# Goal of the exercise:
Copy out the data from its start through the line containing "top-left (246, 427), bottom-right (262, 481)", with the requests included and the pictures left out. Add 64 to every bounding-box coordinate in the answers, and leave the numbers in the requests and their format samples unchanged.

-=-=-=-=-

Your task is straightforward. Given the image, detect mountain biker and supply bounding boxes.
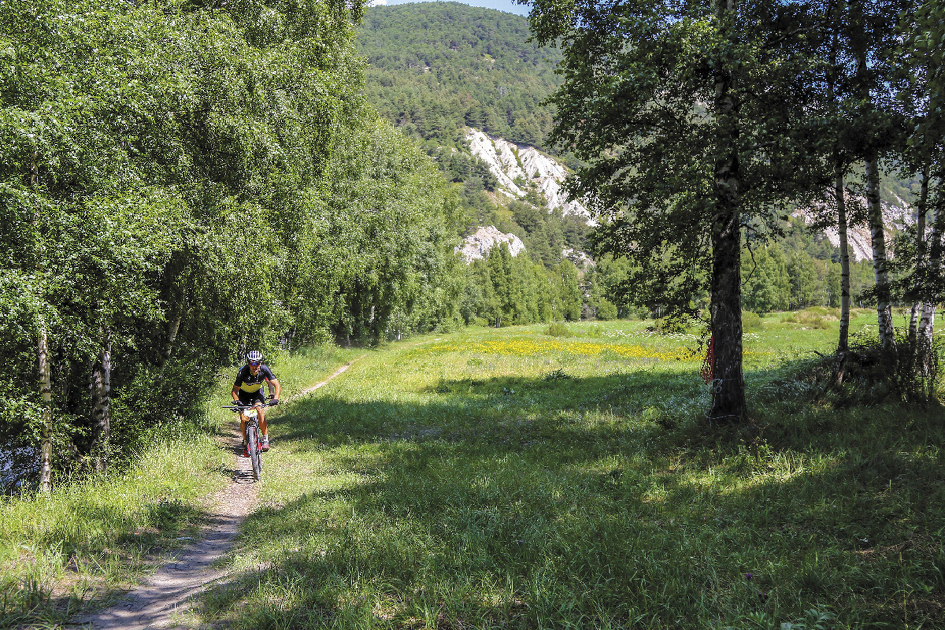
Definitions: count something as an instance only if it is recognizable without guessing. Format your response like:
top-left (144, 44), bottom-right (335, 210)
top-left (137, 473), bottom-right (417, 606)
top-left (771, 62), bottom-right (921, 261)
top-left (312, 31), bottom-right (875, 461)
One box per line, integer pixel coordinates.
top-left (232, 350), bottom-right (282, 457)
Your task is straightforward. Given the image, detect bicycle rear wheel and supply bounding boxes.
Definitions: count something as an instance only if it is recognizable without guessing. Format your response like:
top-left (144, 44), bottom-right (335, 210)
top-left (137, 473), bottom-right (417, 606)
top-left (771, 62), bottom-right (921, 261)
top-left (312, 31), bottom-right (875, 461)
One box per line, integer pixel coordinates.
top-left (246, 426), bottom-right (262, 481)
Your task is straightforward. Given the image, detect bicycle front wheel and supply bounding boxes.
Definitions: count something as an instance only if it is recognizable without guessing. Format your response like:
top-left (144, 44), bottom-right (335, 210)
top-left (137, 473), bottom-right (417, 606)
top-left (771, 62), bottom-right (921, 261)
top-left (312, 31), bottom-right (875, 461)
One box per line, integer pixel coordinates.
top-left (246, 427), bottom-right (262, 481)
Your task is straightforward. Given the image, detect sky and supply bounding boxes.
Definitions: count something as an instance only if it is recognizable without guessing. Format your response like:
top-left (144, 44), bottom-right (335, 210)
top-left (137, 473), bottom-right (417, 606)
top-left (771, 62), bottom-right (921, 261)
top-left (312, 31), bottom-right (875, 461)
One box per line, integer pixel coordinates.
top-left (374, 0), bottom-right (528, 15)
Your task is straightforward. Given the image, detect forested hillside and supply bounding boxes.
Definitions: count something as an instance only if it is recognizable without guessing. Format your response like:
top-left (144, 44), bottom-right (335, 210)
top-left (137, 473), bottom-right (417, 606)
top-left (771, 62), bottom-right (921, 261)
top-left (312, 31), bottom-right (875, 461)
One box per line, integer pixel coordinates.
top-left (0, 0), bottom-right (461, 489)
top-left (358, 2), bottom-right (561, 147)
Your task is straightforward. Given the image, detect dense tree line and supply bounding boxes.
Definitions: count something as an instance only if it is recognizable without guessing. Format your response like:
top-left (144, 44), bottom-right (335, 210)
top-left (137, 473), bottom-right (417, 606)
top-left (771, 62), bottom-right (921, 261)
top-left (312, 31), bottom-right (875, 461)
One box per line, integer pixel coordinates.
top-left (460, 243), bottom-right (584, 327)
top-left (358, 2), bottom-right (560, 147)
top-left (0, 0), bottom-right (461, 488)
top-left (530, 0), bottom-right (945, 422)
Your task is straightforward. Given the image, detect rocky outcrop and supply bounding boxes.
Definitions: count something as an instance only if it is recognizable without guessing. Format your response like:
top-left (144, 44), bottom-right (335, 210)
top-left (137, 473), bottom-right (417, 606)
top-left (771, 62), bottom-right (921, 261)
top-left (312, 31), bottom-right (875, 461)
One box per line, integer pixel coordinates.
top-left (456, 225), bottom-right (525, 264)
top-left (466, 129), bottom-right (591, 219)
top-left (793, 194), bottom-right (915, 262)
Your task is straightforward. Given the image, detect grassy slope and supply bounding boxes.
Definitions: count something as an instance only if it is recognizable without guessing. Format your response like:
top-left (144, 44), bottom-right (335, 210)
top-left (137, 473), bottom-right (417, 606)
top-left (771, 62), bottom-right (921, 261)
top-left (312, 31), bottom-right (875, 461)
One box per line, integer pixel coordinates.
top-left (0, 350), bottom-right (355, 627)
top-left (0, 314), bottom-right (945, 628)
top-left (210, 314), bottom-right (945, 628)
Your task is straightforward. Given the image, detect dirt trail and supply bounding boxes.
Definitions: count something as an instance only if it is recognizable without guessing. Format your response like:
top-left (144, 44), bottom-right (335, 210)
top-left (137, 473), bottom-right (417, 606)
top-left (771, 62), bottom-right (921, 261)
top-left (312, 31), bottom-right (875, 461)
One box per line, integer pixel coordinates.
top-left (68, 357), bottom-right (361, 630)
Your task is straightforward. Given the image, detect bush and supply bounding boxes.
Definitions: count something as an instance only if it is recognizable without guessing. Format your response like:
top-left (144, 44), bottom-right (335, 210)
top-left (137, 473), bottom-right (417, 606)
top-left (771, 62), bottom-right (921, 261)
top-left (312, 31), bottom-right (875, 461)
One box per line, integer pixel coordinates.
top-left (778, 330), bottom-right (943, 407)
top-left (545, 322), bottom-right (572, 337)
top-left (647, 315), bottom-right (693, 335)
top-left (784, 306), bottom-right (840, 329)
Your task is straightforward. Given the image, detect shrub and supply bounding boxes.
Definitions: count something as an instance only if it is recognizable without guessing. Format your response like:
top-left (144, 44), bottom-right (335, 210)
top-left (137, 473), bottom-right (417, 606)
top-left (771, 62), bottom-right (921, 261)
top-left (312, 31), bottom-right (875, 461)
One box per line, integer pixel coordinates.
top-left (784, 306), bottom-right (840, 329)
top-left (546, 322), bottom-right (571, 337)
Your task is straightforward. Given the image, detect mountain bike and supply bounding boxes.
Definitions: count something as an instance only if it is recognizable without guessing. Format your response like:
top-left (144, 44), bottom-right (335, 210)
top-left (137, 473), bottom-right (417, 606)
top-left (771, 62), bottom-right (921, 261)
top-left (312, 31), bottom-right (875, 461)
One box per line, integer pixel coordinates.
top-left (223, 402), bottom-right (272, 481)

-=-=-=-=-

# Worked solution:
Your task is straightforward. Given the image, detect mountain biker and supply bounding boxes.
Definitions: count something as an instance only if it is recognizable without guessing. Format your response like:
top-left (144, 44), bottom-right (335, 210)
top-left (137, 473), bottom-right (417, 606)
top-left (771, 62), bottom-right (921, 261)
top-left (312, 31), bottom-right (875, 461)
One box per line, integer pixel coordinates.
top-left (296, 414), bottom-right (346, 521)
Your task is straightforward. Given the image, detect bicycle rear wheel and supply bounding boxes.
Definitions: count something as an instance only if it is recognizable without guessing. Format your response like:
top-left (144, 44), bottom-right (335, 210)
top-left (137, 473), bottom-right (417, 606)
top-left (771, 62), bottom-right (921, 261)
top-left (312, 31), bottom-right (875, 461)
One box per line, integer pixel coordinates.
top-left (310, 490), bottom-right (326, 545)
Your task is straightforward. Given the image, detect bicycle front wheel and supply bounding boxes.
Definitions: count something as an instance only if it is recognizable without guessing. Format your response like:
top-left (144, 44), bottom-right (335, 210)
top-left (137, 473), bottom-right (417, 606)
top-left (771, 62), bottom-right (921, 261)
top-left (312, 31), bottom-right (875, 461)
One box per line, integer pixel coordinates.
top-left (310, 491), bottom-right (326, 545)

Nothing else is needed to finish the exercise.